>> BEGIN Extracted information
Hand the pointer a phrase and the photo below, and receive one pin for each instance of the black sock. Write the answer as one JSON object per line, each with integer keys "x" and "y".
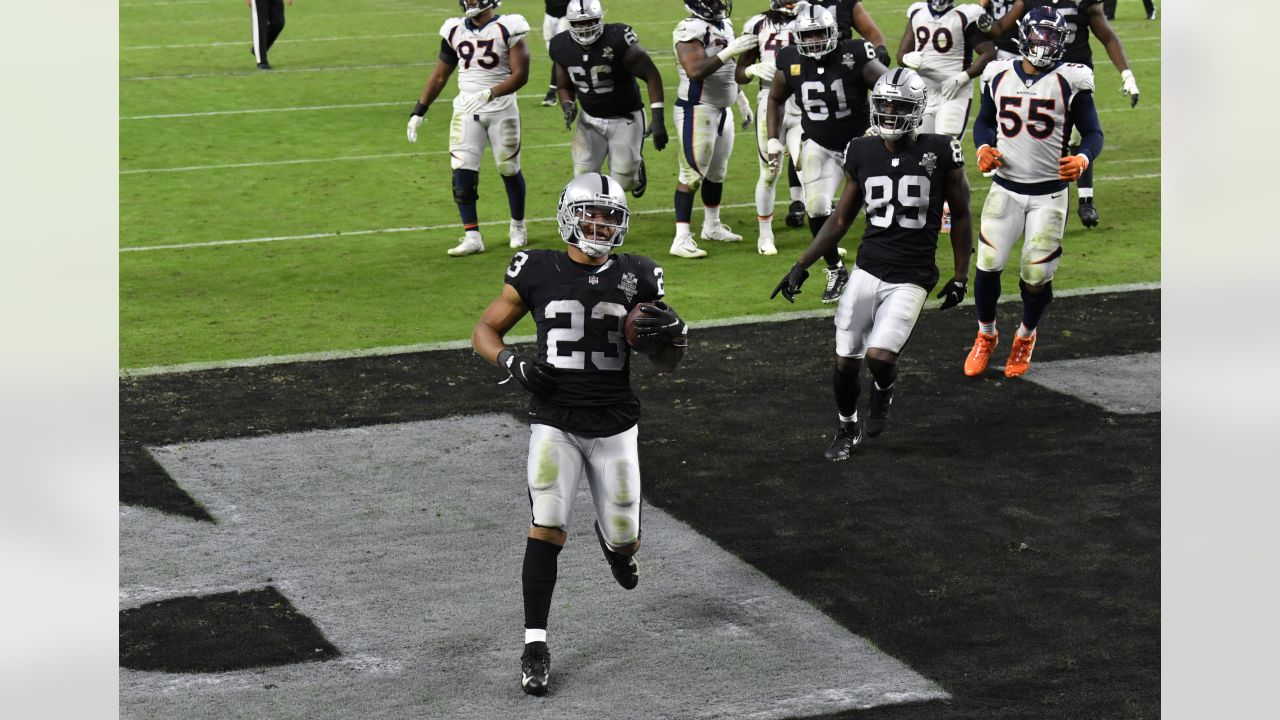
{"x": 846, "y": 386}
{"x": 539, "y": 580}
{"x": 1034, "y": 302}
>> END Extracted information
>> BEGIN Extracted information
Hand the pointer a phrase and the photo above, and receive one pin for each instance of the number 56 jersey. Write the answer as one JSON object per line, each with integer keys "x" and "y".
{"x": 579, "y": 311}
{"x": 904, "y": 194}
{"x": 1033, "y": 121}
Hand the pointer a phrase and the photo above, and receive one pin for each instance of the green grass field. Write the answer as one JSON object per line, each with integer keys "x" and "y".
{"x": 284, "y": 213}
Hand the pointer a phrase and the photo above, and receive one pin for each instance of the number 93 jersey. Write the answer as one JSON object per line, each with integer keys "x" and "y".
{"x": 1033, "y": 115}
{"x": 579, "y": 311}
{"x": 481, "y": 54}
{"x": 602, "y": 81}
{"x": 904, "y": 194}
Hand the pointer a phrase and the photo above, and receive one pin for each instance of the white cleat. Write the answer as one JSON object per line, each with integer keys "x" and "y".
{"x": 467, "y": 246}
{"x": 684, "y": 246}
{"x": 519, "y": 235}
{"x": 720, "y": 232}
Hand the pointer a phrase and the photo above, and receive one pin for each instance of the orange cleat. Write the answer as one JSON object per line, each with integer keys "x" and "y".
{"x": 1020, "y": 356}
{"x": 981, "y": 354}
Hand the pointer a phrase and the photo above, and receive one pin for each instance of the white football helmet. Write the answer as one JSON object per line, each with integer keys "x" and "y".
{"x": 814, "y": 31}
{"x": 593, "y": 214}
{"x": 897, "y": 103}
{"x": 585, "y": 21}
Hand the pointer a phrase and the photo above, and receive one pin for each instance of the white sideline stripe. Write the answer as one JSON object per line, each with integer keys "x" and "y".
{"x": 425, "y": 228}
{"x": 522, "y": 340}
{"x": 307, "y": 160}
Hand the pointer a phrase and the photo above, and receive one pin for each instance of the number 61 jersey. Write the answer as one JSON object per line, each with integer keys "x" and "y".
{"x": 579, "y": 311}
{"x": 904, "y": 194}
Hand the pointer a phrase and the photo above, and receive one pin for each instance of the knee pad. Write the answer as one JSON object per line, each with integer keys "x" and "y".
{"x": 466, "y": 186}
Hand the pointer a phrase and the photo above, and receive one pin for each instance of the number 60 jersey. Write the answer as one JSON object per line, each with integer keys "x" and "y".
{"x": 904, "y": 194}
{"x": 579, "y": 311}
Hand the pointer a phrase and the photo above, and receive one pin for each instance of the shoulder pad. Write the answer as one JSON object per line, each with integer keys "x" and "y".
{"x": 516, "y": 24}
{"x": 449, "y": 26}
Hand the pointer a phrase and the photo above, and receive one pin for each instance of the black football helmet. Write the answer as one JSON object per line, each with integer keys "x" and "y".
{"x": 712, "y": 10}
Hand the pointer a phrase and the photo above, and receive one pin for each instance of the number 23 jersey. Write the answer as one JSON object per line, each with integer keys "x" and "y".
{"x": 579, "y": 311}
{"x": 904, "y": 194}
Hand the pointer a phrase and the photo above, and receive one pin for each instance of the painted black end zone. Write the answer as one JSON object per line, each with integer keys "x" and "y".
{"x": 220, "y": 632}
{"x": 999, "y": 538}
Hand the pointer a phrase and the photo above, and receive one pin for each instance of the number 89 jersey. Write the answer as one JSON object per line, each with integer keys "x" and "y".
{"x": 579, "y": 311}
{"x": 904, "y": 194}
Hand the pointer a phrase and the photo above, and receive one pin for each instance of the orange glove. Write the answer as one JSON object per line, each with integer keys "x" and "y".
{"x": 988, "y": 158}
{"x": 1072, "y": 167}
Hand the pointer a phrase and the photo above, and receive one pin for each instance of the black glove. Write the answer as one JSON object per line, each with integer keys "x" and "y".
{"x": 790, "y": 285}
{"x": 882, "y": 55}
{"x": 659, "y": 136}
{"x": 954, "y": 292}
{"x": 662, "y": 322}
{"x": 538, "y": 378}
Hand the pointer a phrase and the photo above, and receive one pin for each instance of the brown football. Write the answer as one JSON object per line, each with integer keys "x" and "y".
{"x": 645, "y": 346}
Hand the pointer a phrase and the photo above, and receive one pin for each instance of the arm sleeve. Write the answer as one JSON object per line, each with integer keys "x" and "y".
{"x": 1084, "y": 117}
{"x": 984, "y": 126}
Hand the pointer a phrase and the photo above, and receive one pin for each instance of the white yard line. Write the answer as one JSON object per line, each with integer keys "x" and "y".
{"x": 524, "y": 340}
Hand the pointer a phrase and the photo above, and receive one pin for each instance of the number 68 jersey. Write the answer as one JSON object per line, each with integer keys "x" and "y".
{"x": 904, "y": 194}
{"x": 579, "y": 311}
>> END Extracted information
>> BEGIN Extracted information
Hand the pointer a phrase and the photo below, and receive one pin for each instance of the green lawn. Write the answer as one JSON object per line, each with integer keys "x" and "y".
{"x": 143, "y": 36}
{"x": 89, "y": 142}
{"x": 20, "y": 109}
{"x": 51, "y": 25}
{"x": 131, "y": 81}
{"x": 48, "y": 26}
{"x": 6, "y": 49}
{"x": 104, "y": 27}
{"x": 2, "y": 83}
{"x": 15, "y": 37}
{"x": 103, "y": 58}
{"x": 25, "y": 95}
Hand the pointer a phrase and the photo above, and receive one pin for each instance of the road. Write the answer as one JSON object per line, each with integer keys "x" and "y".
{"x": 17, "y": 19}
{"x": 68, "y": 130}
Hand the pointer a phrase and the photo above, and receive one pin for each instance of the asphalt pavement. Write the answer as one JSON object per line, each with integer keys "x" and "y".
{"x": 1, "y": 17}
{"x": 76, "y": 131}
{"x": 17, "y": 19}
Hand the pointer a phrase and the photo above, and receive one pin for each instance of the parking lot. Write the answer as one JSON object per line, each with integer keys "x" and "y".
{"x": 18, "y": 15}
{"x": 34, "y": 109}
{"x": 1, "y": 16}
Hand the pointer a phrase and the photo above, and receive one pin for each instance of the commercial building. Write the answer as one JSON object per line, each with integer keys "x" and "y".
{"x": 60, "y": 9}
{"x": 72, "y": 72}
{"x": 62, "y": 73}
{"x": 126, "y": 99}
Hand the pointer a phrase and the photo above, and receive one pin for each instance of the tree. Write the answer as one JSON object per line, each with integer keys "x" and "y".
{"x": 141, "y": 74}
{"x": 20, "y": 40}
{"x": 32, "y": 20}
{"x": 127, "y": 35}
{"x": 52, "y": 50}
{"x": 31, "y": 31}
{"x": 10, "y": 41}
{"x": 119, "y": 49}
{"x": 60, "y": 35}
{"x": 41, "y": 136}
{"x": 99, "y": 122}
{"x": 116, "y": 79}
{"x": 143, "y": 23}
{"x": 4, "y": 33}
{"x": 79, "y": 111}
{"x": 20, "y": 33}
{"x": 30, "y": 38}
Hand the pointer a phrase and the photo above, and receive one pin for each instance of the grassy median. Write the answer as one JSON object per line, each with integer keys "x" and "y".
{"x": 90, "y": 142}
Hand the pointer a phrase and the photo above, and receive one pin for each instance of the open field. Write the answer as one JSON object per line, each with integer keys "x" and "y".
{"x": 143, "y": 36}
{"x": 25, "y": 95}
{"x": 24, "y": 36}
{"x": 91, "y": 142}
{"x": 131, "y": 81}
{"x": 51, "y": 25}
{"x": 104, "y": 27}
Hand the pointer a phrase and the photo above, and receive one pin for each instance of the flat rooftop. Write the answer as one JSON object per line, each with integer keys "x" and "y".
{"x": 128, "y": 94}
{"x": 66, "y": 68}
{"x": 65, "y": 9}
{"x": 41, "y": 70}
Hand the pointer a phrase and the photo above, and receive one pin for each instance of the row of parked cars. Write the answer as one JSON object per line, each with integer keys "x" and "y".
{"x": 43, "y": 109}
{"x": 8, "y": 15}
>> END Extracted information
Set task
Copy out each line of the items above that contains the word "glove".

Task answer
Hand the pointer a phrase and the photo above, and receive one pin for each instance of the orange glove. Write the answer as one JSON object per line, each with integer keys "x" and "y".
Hand the pointer a phrase and the photo above, and receive one pin for each instance of the black glove. Write the answer as one JSON object per line, each with integer keys "x" and "y".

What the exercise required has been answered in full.